When PG last checked, in addition to not collecting ebook sales information, Nielsen (now NPD) Bookscan figures didn’t include printed or POD books that weren’t registered with Ingram.

 

The Whole “Library eBooks Kill Retail eBook Sales” Idea Makes No Sense

From The Digital Reader:

I was working on a blog post this morning on Scholastic ebooks being in OverDrive when I got to thinking about the current uproar over library ebooks.

It seems a lot of people in publishing are convinced that library ebooks are responsible for retail ebook sales being down. This belief has been around for over a year now (since Macmillian first established that trial embargo on library ebooks in July 2018), and it’s now grown to include a concatenating belief that Amazon is the one telling publishers about the supposed connection between library ebooks and retail ebook sales declining.

I still don’t beleive that Amazon is doing that; I think it is an example of gossip spread in the industry before showing up in the media. But I don’t want to debate that today; instead, I want to discuss the underlying premise.

. . . .

The idea that library ebooks (in and of themselves) have a negative impact on retail ebook sales simply makes no sense to this ebook buyer.

It simply doesn’t match up with my understanding of how people use libraries.

### Stated goal 1
Write out the stretch of the library ebooks post from "When PG last" through "ebook sales declining.".
### Stated goal 2
In the library ebooks post, what did the writer start thinking about while working on a blog post about Scholastic ebooks being in OverDrive?
Rely on the text above alone.

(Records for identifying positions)
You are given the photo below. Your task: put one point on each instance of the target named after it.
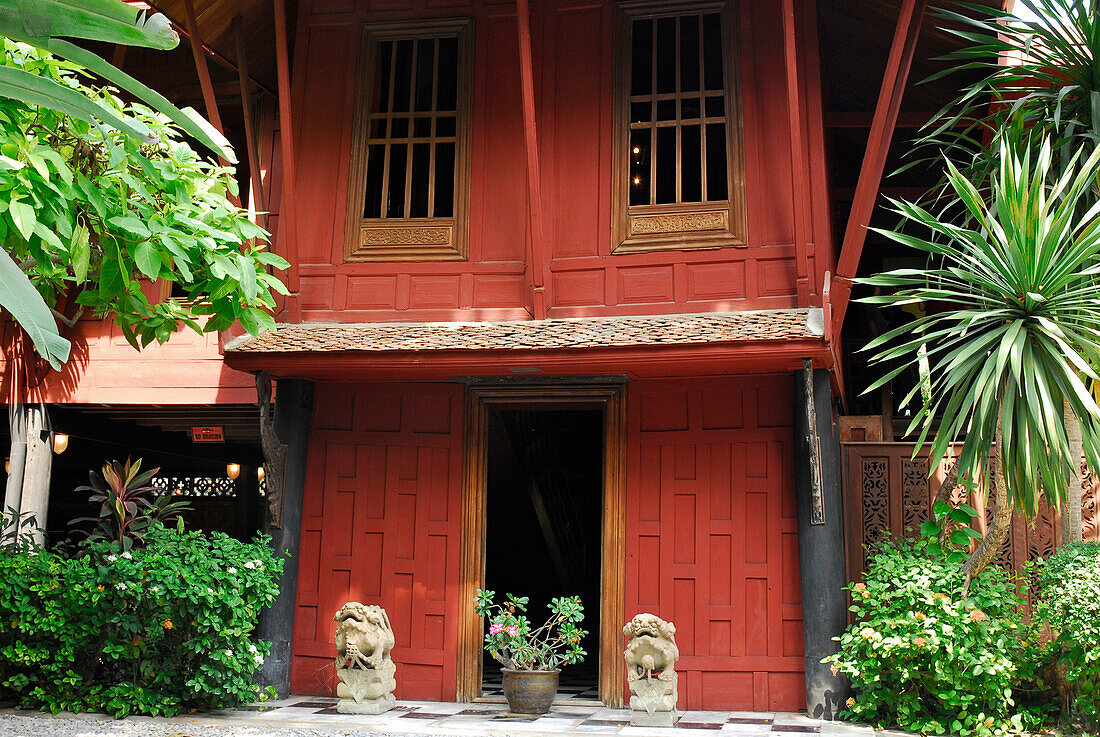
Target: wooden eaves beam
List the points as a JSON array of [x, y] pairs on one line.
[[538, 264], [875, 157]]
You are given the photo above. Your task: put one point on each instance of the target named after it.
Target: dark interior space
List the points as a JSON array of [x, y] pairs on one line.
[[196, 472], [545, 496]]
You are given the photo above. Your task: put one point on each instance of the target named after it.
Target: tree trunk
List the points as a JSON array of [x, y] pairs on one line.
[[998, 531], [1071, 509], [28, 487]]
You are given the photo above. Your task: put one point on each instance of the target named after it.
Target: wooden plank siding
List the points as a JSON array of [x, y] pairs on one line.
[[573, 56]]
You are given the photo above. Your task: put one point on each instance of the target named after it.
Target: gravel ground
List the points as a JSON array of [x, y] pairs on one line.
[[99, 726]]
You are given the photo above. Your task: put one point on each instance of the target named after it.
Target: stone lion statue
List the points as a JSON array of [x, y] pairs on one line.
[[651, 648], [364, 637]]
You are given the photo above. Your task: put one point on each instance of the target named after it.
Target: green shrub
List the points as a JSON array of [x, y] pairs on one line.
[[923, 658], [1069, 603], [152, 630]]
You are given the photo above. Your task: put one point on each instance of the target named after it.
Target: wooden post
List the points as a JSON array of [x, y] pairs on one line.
...
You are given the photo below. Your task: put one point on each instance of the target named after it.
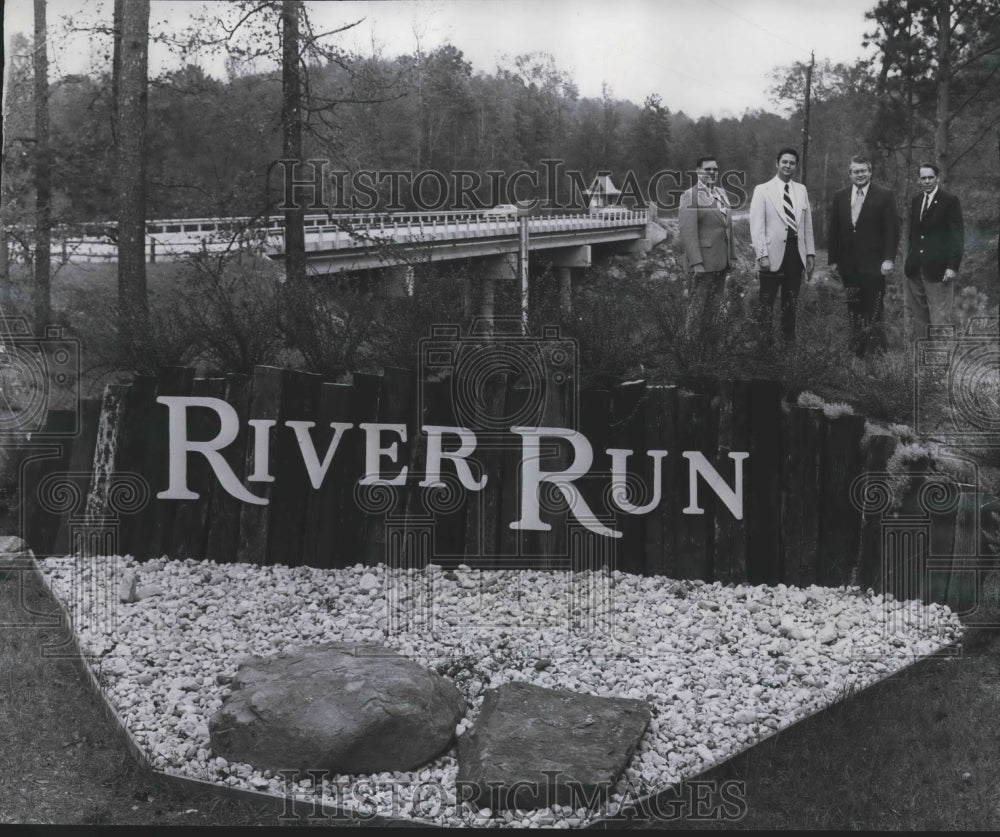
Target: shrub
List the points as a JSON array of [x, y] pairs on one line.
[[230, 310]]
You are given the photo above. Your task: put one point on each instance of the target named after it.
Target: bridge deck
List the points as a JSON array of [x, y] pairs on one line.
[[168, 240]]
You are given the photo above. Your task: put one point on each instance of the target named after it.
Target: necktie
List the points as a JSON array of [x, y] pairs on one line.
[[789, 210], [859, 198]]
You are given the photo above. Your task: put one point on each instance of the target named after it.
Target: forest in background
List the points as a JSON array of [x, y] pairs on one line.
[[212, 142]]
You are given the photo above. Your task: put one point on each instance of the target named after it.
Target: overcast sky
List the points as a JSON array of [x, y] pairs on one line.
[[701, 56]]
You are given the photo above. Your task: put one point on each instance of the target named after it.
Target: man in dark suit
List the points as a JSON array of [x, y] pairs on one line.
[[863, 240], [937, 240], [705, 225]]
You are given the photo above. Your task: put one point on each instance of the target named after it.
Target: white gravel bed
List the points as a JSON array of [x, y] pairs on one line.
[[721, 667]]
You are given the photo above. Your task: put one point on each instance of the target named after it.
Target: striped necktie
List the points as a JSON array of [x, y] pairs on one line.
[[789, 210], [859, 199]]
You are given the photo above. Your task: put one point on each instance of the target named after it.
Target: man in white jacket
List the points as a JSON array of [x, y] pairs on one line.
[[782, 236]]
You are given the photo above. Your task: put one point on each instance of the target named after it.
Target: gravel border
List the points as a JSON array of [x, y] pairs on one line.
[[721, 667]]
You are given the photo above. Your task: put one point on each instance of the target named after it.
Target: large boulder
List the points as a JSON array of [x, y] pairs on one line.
==
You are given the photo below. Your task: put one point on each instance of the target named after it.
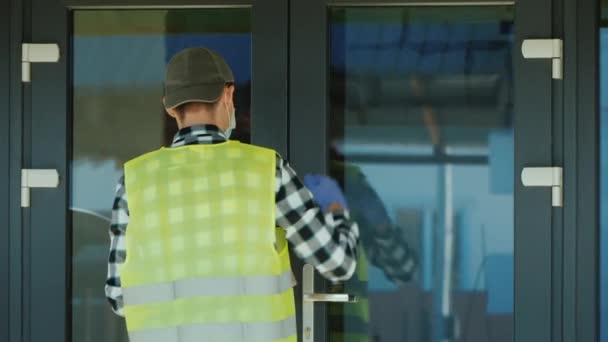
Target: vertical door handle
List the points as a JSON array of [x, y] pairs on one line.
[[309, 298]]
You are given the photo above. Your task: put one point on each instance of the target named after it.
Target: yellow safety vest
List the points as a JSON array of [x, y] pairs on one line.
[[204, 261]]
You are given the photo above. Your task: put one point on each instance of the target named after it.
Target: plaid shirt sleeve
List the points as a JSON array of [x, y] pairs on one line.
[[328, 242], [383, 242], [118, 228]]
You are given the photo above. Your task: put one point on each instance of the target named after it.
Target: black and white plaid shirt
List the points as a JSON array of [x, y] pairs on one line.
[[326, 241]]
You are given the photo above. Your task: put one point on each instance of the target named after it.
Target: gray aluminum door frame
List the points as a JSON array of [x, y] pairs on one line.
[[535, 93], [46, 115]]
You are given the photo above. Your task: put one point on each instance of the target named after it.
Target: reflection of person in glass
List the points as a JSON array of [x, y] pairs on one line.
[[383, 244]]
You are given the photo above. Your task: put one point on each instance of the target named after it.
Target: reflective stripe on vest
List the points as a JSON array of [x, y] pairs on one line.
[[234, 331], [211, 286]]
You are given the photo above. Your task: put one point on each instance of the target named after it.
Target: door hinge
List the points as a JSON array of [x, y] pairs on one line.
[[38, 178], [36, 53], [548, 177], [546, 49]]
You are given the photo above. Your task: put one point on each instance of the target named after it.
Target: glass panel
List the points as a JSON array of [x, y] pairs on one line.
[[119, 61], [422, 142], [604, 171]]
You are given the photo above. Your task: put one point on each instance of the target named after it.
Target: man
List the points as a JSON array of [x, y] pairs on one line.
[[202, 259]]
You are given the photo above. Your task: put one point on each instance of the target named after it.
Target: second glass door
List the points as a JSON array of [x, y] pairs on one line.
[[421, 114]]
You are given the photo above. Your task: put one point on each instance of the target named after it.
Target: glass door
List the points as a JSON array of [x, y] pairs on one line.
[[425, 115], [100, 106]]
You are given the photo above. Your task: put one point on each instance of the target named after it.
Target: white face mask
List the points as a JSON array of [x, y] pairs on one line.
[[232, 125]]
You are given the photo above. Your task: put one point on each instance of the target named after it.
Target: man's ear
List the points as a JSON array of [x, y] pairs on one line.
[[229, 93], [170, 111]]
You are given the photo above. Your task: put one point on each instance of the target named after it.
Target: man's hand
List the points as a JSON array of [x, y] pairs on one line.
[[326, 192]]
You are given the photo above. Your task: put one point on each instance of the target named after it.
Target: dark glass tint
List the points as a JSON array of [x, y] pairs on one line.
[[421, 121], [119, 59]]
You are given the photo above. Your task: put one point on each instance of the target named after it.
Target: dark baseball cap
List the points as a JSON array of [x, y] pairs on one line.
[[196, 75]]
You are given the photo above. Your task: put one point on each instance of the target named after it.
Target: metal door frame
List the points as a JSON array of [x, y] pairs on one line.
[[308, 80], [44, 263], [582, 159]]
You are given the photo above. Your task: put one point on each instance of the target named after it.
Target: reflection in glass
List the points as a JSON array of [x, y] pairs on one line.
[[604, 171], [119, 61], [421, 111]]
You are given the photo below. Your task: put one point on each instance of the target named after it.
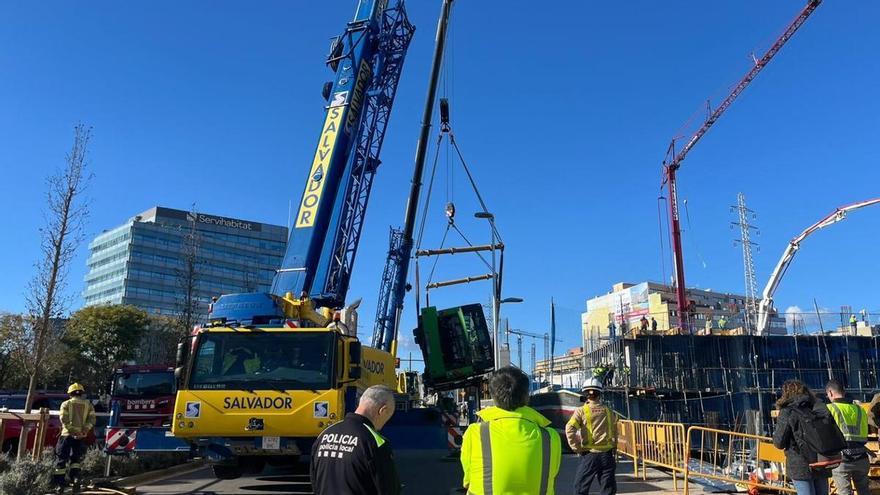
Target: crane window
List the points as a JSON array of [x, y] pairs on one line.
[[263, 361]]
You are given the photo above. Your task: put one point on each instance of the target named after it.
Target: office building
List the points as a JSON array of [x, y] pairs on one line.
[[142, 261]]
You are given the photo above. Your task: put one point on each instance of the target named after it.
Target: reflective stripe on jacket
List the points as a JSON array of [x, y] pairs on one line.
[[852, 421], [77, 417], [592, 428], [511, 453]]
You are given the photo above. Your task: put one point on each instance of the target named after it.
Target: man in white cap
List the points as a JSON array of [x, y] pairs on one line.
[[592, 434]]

### Finished answer 1
When PG last checked, in addition to not collecting ebook sales information, Nielsen (now NPD) Bookscan figures didn’t include printed or POD books that weren’t registered with Ingram.

 

The Whole “Library eBooks Kill Retail eBook Sales” Idea Makes No Sense

From The Digital Reader:

I was working on a blog post this morning on Scholastic ebooks being in OverDrive when I got to thinking about the current uproar over library ebooks.

It seems a lot of people in publishing are convinced that library ebooks are responsible for retail ebook sales being down. This belief has been around for over a year now (since Macmillian first established that trial embargo on library ebooks in July 2018), and it’s now grown to include a concatenating belief that Amazon is the one telling publishers about the supposed connection between library ebooks and retail ebook sales declining.

### Finished answer 2
The current uproar over library ebooks.